▸ **EXERCISE**
Swap every "be found here" in the entries below for "be located here", changing nothing else, and give all the entries again without the pictures.

Data entries
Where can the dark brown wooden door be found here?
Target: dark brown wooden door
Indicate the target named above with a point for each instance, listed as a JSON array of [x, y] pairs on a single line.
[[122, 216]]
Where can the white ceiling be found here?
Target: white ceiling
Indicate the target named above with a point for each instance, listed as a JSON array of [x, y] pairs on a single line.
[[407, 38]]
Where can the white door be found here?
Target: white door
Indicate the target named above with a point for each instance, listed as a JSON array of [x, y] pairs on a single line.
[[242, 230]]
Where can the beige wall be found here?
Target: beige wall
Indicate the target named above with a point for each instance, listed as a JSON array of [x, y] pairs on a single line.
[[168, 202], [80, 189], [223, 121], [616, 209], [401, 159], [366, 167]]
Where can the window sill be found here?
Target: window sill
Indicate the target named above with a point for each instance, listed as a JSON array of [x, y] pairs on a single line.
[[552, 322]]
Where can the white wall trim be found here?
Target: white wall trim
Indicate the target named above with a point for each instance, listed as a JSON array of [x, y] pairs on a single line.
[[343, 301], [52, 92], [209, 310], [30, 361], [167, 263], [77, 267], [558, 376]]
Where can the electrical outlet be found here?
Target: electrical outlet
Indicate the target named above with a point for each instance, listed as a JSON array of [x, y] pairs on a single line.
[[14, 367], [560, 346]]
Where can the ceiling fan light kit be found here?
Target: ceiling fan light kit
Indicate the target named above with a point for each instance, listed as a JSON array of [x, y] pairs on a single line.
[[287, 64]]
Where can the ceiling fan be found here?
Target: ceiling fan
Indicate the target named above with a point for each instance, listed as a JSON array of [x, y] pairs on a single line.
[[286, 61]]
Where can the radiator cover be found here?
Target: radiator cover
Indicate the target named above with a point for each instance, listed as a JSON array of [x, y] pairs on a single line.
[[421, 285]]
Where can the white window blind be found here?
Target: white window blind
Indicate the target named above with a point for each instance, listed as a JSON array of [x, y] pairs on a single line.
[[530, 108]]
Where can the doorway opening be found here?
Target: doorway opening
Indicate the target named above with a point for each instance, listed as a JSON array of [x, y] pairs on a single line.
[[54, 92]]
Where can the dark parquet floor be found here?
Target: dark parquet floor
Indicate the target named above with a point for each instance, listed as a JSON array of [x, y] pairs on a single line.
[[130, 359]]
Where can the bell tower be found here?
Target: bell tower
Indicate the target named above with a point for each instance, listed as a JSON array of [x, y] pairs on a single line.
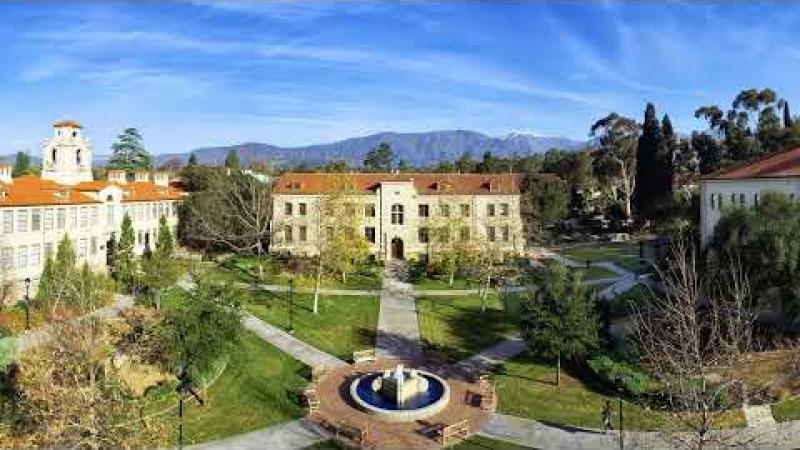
[[67, 156]]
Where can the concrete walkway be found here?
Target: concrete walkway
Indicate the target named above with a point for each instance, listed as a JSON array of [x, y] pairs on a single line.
[[299, 350], [398, 329], [38, 336], [297, 434]]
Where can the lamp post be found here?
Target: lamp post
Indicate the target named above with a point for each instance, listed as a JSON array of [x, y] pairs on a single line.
[[27, 303], [291, 292]]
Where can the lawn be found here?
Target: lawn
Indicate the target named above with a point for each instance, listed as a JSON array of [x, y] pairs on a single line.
[[344, 323], [259, 387], [456, 327], [526, 388]]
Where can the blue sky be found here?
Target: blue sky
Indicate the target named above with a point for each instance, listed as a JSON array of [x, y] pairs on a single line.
[[212, 73]]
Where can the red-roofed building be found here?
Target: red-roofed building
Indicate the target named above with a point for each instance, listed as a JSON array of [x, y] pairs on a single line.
[[397, 212], [36, 212], [743, 185]]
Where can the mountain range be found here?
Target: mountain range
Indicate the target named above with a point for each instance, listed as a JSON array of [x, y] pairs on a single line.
[[416, 149]]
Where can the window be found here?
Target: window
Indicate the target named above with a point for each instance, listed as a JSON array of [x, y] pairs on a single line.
[[369, 234], [61, 218], [8, 221], [48, 219], [397, 214], [36, 219], [422, 211], [22, 220], [36, 255], [423, 235], [22, 256], [287, 233]]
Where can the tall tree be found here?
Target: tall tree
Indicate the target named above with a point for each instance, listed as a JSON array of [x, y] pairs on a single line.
[[232, 159], [379, 159], [128, 152], [22, 166], [616, 156], [557, 316]]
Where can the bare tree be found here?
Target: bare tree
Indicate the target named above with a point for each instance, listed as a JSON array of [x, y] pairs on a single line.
[[234, 212], [691, 338]]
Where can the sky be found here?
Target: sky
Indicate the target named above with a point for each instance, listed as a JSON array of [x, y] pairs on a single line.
[[195, 74]]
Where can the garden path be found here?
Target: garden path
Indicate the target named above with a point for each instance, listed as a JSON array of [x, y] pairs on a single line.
[[398, 329]]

▸ **COMPLETE RESPONSE**
Where can the dark brown wooden door be located here?
Target: dark brown wooden door
Indicate the target named above with a point for each instance, listed as a JSON array of [x, y] pairs on a single line.
[[122, 216]]
Where can the white ceiling be located here?
Target: white ceiling
Indicate the target named above with a point for each instance, listed as a JSON array of [x, y] pairs on a single line.
[[407, 38]]
Where can the white door be located here?
Target: white door
Indicate the target named above with a point for each instance, listed as a JSON array of [x, y] pairs on a single line.
[[242, 230]]
Where can the beige wall be located here?
Target: beige wall
Indicate the target named above with a point for each instance, listed as a JSON array of [x, y] pairs on a single line.
[[168, 202], [80, 189], [223, 121], [616, 209], [401, 159], [366, 167]]
Where can the window sill be located here?
Target: window sill
Indicate the target named above with a point for each instance, listed as a JSON array of [x, y] pairs on a single line.
[[552, 322]]
Where can the white wall trim be located here?
Target: white wall trim
Indicate the target named above with a point for each instance, listed as a JSON array of [x, y] pairs on a single line.
[[343, 301], [52, 92], [209, 310], [30, 361], [167, 263], [77, 267], [558, 376]]
Where can the electrical outlet be located here?
Target: electrical outlet
Indicate the target named above with a point for each instance, listed as a JSON array of [x, y] pairs on a single line.
[[14, 367], [560, 346]]
Where can the ceiling fan light kit be located here?
Target: ceiling fan light kit
Indicate the target named above with a point for each instance, listed as a JSON array of [x, y] pairs on a single line.
[[287, 64]]
Where can the ceiling fan be located here?
Target: ceiling fan
Indicate the target named above with a point for each instance, listed as a JSON array of [x, y] pairs on a single line.
[[286, 61]]
Where can the radiator cover be located here?
Target: radiator cover
Indicate the target named above with a point for each instance, listed as a JSON array of [x, y] pairs on a single line.
[[421, 285]]
Where can the white window blind be located here?
Target: white window blind
Indicate the target named above with a point for each instance, listed as a JSON array of [x, y] pairs on a single line.
[[530, 108]]
Where can the doorway opening be located here?
Target: doorway opening
Indicate the target named above with a point for each instance, listed as a JSON array of [x, y] pairs on a single line.
[[54, 92]]
Where can the dark parquet floor be located here?
Target: dark parquet floor
Indicate the target named above with a point for each instance, listed as a JSON array of [x, y] pairs on a single line.
[[130, 359]]
Where can the bell tower be located here?
Target: bell tower
Indicate the target named above with a point for each instance, listed as a JSON array of [x, y] pairs on a single line.
[[67, 156]]
Where can the concrete walkway be located here?
Target: concrete walkway
Indicate the target named above with a point for each instance, listed as a JSON array of [x, y] pairs on a single line.
[[299, 350], [398, 329], [38, 336], [297, 434]]
Where can the lamp post be located here?
Target: lamp post
Indicate the target named above with a point for each instance, listed as a JSON array of [x, y] pairs on a single line.
[[27, 303], [291, 292]]
Where can the lawn be located here?
Target: lawn
Indicate the target named above with a point for each instance, listed as a JSON array of [x, y] pairs on a single line.
[[344, 323], [259, 387], [456, 327], [526, 388]]
Where can the blue sky be located here?
Target: blue sky
Indicate the target named above with a point for each instance, listed as a JSON array of [x, y] pairs on a single line.
[[212, 73]]
Where can the red-roofed building be located here?
Target: red-roofed building
Indicate the target named above with a point for each instance, listed as a JSON array of [x, y] pairs on a single line.
[[397, 212], [36, 212], [743, 185]]
Where can the mountain range be located here?
Target: mountain range
Indicate the target named above with a point for each instance, listed as a JSON array of [x, y] pairs on a single line.
[[416, 149]]
Where can the window be located here?
Target: window
Indicate the target named above with a point for each instance, listed as a JSON array of [x, y] pairs on a single line.
[[369, 234], [61, 218], [8, 221], [48, 219], [397, 214], [36, 219], [422, 211], [22, 220], [36, 255], [423, 235], [22, 256], [287, 233]]
Where can the tall tree be located here?
Target: tall tree
Indicate the target named above with a point for each instance, listed as a JSON array of [x, y] pairs on a single line.
[[232, 159], [379, 159], [128, 152], [22, 166], [616, 156], [557, 316]]
Where can the bare tree be located here?
Target: bare tree
Indicate the target named above with a point for each instance, listed as a JSON array of [x, y] pairs on a single line.
[[234, 212], [691, 338]]
Where can the sky be located here?
Target: sky
Indicate the target named above with a point for each instance, listed as a JSON array of [x, y] pairs on a single line.
[[195, 74]]
Where can the garden path be located here?
Target: garden path
Indicate the target named above with a point for each instance, listed as a JSON array of [x, y] pairs on a single line.
[[398, 329]]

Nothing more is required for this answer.